● **What you should do**
Give back a single number: the count of lines in the data that contain the string "gray".

● **Supplied material**
-- -- --

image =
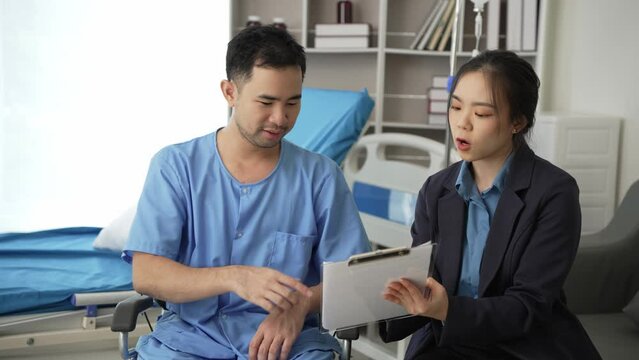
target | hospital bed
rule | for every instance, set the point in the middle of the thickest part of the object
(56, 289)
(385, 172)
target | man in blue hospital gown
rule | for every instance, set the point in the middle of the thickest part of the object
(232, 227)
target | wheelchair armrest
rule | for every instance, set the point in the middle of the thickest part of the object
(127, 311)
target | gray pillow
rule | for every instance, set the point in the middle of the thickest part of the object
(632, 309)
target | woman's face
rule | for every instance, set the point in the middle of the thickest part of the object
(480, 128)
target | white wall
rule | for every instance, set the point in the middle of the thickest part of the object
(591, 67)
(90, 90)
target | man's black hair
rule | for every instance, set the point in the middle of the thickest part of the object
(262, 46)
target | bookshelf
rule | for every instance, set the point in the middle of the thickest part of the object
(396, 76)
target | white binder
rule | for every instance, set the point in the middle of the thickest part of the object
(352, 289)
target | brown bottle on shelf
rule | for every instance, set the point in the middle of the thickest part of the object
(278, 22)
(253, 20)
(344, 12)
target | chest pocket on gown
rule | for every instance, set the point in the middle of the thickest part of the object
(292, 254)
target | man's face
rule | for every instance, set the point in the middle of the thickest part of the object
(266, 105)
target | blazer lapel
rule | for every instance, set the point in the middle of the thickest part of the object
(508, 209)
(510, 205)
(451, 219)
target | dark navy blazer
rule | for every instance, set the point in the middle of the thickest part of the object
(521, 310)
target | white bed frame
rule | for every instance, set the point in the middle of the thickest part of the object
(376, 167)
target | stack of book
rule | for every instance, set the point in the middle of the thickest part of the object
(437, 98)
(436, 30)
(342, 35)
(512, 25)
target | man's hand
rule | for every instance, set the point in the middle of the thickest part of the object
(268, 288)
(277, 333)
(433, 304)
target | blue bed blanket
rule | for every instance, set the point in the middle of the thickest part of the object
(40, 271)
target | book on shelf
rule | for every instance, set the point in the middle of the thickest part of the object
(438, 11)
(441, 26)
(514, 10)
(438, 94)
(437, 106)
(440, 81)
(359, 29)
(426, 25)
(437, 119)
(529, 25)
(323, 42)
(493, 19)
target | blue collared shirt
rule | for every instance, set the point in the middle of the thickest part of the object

-- -- --

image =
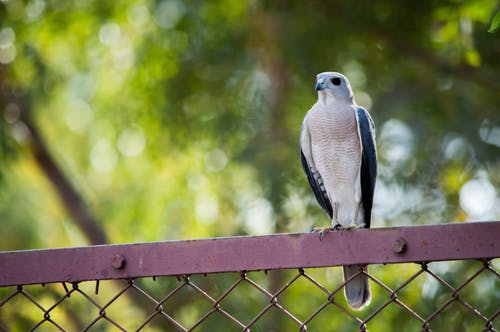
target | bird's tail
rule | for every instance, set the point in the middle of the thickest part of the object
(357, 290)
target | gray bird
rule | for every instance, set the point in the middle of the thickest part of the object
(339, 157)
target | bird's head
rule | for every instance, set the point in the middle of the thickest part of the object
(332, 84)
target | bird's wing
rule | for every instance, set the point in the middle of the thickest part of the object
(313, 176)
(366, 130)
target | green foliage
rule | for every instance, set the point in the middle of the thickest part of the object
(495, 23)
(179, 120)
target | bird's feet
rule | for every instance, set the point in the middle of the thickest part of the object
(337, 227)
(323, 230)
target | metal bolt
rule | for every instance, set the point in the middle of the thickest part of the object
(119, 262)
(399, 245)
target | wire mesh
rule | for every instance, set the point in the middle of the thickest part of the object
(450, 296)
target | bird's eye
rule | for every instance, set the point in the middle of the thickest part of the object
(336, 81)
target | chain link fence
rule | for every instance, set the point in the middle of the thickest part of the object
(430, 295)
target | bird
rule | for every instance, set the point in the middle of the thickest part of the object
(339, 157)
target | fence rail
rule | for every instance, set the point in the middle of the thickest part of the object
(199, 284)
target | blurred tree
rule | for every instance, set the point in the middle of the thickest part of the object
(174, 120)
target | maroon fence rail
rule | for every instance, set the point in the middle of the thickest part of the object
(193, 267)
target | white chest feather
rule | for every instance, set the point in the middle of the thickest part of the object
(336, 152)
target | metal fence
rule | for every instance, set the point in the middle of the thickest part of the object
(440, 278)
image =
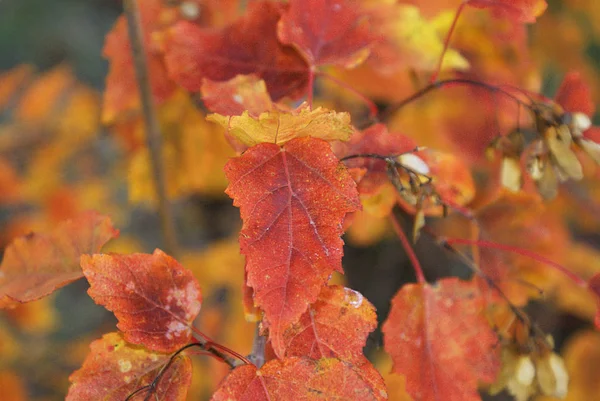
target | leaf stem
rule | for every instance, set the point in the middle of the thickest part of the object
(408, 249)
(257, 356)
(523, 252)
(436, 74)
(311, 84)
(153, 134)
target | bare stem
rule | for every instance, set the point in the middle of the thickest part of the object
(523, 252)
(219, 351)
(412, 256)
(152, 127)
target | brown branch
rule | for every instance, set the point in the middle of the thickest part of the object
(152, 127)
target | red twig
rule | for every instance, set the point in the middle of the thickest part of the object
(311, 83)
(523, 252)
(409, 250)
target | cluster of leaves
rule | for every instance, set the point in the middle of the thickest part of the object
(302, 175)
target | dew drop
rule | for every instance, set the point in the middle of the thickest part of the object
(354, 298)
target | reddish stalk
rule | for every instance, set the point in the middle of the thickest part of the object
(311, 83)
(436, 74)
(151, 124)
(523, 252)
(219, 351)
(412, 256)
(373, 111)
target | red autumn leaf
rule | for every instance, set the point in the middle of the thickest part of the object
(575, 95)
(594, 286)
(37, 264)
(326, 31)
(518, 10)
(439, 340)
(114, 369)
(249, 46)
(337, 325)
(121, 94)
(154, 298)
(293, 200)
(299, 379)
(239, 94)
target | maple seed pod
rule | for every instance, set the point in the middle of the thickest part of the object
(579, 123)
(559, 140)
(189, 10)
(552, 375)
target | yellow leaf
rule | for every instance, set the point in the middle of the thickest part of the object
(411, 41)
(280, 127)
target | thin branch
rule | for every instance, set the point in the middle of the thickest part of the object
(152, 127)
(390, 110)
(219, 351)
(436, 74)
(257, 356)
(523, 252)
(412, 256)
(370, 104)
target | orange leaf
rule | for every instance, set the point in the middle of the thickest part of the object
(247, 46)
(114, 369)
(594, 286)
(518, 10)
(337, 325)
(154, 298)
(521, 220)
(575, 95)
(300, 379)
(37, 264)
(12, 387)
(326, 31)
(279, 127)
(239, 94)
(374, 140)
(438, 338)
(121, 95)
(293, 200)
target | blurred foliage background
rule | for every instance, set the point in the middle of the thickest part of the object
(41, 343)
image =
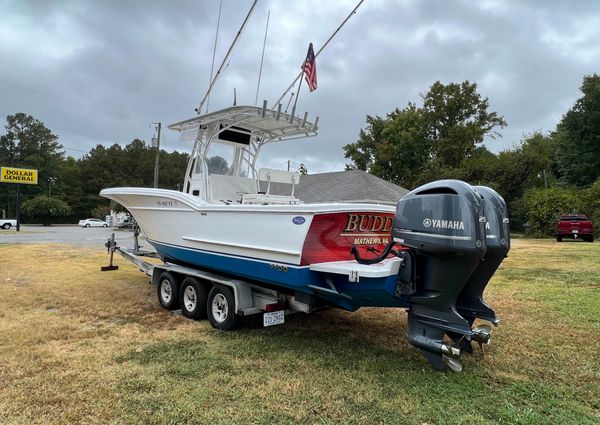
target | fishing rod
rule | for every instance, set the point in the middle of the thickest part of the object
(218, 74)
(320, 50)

-- -- --

● **Result**
2